───── TRECHO FORNECIDO ─────
O pensamento de Pascal é toda ela constituída por um pensamento polarizado entre o infinito e o nada, por ordens incomensuráveis como a ordem do coração e da razão, por uma reflexão sobre a fraqueza da razão, por saltos e pelo sentimento de desproporção entre o conhecimento e o ser. Quando se trata do conhecimento da verdade, Pascal insiste nos limites da razão, tendo em conta que, ela é incapaz de conhecer a totalidade, portanto, para ele a razão não nos garante confiança, uma vez que é impotente. Segundo nosso autor, ?essa impotência não deve servir senão para humilhar a razão que gostaria de julgar todas as coisas [...]?. (PASCAL, 2005, p. 39. Laf. 110; Bru. 282). Isso quer dizer que, o coração também é uma fonte de conhecimento, pois, ?o coração sente e a razão demostra?. Assim, nosso filósofo afirma que:

Os princípios se sentem, as proposições se concluem, e tudo com certeza, embora por caminhos diferentes - e é tão inútil e tão ridículo a razão pedir ao coração provas dos seus primeiros princípios por querer consentir neles, quanto seria ridículo o coração pedir à razão um sentimento em todas as posições que ela demonstra por querer recebe-las. (PASCAL, 2005, p. 39. Laf. 110; Bru. 282).
─────
**TAREFAS A CUMPRIR**
1. No texto sobre Pascal, em que ele insiste quando se trata do conhecimento da verdade?
2. Extraia do texto sobre Pascal a passagem que vai de "Os princípios se" até "recebe-las. (PASCAL, 2005, p. 39. Laf. 110; Bru. 282).".
3. Dê continuidade ao texto sobre Pascal a partir do ponto em que ele termina.
───── TRECHOS DO MATERIAL ─────
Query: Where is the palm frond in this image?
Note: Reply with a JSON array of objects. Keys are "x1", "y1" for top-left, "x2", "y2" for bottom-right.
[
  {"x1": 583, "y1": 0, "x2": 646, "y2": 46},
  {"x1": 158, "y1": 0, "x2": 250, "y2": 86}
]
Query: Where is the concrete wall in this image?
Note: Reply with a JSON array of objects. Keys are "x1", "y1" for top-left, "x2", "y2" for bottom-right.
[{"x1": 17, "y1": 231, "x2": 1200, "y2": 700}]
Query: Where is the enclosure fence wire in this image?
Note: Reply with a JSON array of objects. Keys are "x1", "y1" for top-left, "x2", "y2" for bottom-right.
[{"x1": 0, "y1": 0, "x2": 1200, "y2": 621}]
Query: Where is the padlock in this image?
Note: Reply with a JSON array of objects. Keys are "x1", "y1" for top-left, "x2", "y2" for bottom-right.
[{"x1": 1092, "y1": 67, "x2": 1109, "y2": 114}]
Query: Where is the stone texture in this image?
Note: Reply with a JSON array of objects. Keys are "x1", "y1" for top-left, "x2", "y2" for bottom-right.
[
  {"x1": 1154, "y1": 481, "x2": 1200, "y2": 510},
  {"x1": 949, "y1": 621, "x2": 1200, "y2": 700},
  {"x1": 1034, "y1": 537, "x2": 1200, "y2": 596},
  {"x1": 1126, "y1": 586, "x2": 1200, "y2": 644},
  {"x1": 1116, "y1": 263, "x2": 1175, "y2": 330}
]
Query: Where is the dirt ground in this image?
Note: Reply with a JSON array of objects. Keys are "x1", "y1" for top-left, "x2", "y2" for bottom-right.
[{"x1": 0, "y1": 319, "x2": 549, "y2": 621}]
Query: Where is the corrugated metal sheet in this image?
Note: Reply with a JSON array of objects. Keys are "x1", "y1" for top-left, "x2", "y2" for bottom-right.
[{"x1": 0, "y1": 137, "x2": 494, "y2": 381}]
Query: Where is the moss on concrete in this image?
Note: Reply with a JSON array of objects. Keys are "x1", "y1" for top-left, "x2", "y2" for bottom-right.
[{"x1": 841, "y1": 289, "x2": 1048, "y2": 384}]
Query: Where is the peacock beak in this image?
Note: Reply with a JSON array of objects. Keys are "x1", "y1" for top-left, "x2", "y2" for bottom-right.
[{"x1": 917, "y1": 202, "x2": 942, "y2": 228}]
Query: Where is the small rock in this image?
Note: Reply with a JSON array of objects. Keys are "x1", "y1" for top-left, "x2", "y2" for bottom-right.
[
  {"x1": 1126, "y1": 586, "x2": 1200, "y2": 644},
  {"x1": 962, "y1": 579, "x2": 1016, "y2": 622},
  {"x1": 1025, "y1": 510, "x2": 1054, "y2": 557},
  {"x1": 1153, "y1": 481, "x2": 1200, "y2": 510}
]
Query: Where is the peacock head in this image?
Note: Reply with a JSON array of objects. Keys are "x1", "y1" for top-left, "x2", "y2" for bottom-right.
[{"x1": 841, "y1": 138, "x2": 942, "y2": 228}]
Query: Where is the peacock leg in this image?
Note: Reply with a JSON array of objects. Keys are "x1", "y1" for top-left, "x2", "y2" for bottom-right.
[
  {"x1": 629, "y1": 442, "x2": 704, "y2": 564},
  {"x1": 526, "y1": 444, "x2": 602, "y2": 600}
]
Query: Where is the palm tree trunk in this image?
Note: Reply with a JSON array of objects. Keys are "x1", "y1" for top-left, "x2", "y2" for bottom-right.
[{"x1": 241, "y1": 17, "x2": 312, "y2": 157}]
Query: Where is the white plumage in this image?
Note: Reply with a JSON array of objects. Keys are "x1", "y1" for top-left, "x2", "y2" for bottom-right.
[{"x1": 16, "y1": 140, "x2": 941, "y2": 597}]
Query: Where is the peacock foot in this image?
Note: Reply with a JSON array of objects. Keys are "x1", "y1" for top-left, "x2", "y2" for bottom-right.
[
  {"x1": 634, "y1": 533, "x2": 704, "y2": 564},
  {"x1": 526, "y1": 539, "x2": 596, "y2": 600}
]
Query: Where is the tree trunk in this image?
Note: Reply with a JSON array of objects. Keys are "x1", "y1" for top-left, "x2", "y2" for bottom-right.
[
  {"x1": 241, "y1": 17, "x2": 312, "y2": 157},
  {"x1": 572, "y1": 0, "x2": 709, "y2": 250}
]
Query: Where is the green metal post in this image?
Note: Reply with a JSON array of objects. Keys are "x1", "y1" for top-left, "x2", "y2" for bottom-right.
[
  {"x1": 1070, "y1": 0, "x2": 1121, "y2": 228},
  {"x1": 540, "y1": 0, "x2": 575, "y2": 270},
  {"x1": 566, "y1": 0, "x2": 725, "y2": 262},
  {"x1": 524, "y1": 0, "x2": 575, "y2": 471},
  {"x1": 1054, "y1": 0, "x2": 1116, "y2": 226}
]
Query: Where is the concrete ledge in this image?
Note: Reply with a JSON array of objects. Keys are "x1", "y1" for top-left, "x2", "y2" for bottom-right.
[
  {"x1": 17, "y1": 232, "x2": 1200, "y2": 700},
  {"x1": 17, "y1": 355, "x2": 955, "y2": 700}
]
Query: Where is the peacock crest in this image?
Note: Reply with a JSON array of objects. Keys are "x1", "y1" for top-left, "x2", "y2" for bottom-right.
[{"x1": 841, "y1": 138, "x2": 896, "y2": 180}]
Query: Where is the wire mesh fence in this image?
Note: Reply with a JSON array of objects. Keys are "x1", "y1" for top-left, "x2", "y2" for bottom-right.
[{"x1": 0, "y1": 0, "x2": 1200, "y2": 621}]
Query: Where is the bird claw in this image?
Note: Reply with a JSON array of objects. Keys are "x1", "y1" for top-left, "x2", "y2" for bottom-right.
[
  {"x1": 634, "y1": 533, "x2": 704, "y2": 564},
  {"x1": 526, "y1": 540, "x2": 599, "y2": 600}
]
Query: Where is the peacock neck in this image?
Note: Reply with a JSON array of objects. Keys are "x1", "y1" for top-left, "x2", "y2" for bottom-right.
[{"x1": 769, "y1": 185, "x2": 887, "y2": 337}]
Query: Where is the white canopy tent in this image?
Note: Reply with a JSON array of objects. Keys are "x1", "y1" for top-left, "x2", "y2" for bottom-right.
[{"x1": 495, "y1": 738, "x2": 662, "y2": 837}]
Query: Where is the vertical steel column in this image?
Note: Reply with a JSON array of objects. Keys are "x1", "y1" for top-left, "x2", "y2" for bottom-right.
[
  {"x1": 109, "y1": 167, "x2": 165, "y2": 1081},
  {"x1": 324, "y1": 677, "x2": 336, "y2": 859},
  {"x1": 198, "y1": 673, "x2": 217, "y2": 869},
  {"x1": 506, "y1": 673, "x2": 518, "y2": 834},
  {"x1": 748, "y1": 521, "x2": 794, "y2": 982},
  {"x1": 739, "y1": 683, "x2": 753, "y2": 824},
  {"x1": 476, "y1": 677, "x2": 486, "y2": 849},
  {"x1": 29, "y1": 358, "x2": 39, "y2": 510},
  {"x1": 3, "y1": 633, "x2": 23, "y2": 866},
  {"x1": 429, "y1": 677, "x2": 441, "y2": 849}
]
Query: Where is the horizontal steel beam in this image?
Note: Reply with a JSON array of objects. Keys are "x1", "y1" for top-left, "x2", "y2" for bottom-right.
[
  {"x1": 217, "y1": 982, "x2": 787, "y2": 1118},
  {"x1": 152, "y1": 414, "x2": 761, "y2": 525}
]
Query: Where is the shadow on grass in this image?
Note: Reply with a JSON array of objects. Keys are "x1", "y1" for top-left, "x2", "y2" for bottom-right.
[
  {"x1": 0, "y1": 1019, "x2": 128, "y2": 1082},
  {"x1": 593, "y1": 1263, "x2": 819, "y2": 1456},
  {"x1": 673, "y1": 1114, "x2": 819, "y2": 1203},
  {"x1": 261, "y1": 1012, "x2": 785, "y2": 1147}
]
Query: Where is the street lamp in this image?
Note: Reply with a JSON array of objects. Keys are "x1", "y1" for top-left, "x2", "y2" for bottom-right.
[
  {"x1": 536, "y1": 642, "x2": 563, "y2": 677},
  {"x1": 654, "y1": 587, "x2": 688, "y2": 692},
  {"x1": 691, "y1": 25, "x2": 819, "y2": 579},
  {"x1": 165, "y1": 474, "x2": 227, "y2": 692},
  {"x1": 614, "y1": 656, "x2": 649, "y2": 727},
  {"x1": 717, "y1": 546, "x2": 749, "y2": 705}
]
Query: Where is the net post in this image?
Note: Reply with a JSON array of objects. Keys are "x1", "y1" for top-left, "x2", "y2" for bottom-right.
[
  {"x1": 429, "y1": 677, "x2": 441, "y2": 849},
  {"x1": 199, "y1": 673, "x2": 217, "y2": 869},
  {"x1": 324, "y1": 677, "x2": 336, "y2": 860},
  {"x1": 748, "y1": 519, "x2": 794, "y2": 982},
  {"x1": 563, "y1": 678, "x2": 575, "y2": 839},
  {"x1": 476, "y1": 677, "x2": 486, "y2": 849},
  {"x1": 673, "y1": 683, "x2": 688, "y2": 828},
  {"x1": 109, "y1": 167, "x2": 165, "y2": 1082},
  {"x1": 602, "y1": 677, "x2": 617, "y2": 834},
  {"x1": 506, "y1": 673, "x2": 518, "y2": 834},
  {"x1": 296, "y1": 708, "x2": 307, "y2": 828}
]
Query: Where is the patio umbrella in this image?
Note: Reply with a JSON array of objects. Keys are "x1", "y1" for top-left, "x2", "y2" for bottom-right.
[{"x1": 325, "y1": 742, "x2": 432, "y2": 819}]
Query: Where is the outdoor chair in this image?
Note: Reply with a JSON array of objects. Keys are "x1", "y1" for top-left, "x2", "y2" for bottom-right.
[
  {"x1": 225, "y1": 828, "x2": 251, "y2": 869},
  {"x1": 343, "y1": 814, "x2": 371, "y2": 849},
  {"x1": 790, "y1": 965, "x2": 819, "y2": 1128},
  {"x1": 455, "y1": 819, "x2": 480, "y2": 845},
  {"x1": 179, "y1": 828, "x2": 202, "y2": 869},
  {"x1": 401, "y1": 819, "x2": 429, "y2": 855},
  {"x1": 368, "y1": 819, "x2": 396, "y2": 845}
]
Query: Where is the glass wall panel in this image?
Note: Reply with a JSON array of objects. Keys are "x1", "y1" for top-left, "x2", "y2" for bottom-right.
─────
**RESPOSTAS POR TAREFA**
1. Nos limites da razão.

2.
Os princípios se sentem, as proposições se concluem, e tudo com certeza, embora por caminhos diferentes - e é tão inútil e tão ridículo a razão pedir ao coração provas dos seus primeiros princípios por querer consentir neles, quanto seria ridículo o coração pedir à razão um sentimento em todas as posições que ela demonstra por querer recebe-las. (PASCAL, 2005, p. 39. Laf. 110; Bru. 282).

3.
É por isso que Pascal afirma que, ?o coração tem razões que a própria razão desconhece?, portanto, sem o coração a razão é insuficiente e fraca, pois, geralmente ela é enganada por ser imprecisa. Então, nossa tarefa é aprender a nos conhecer melhor, pois, segundo o mesmo, não há caminho mais seguro do que os caminhos do coração.

Como forma de demonstrar que a esperança depositada no conhecimento que tem como base a onipotência da razão, na obra Pensamentos (edição Lafuma), Pascal nos lega um conjunto significativo de fragmentos que ilustram a impossibilidade de um conhecimento puramente racional, já que a razão é por natureza impotente, pois, não consegue conhecer os primeiros princípios: espaço, tempo, movimento e números que nos são dados apenas pelo coração. A título de exemplo, podemos citar o fragmento (Laf. 110; Bru. 282), intitulado A razão, onde encontramos a seguinte afirmação:

Conhecemos a verdade não só pela razão, mas também pelo coração. É dessa última maneira que conhecemos os primeiros princípios, e é em vão que o raciocínio de que não toma parte nisso, tenta combatê-los [...]. Nós não sabemos que não estamos sonhando. Por maior que seja a impotência em que nos encontramos de prová-lo pela razão, essa impotência outra coisa não conclui senão a fraqueza de nossa razão [...]. (PASCAL, 2005, p. 38).

Pascal começou a escrever contra os que aprofundavam demais as ciências. Descartes foi seu principal alvo por atribuir importância excessiva à ciência e a razão. Esta constatação, segundo Oliva, liga-se à outra crítica que Pascal fez a Descartes, ?vimos antes por que Descartes era incerto, agora vemos como é inútil. A incorreção metodológica de Descartes não é pior do que o seu descompromisso com a salvação?. (OLIVA, 2004, p. 37).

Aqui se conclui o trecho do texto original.